WHAT NEEDS TO BE DONE: Rewrite the rows below as a two-column CSV headed instruction,response, giving each row's text in a quoted instruction field and its answer in a quoted response field, with line breaks turned into spaces. Omit the pictures.

(Object position labeling entries)
=-=-=
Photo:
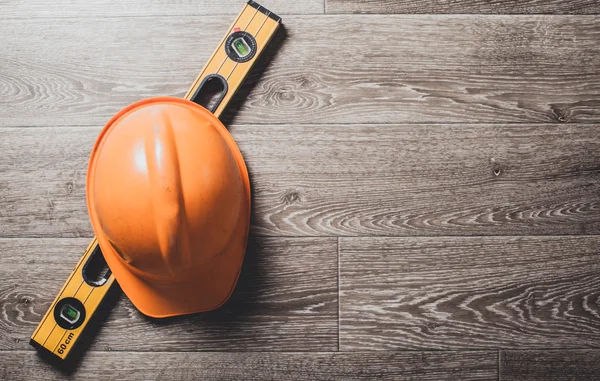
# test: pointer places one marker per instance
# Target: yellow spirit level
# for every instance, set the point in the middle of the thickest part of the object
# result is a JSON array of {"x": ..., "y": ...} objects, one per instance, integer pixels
[{"x": 82, "y": 293}]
=-=-=
WRITTEN REPLY:
instruction,response
"Photo: # test: pointer places one marker per instance # Target: yellow spirit level # for every instance, set the point in the middle of the thickest part of the object # result is a JSON array of {""x"": ..., ""y"": ...} objects, one per instance, integer pixels","[{""x"": 82, ""y"": 293}]"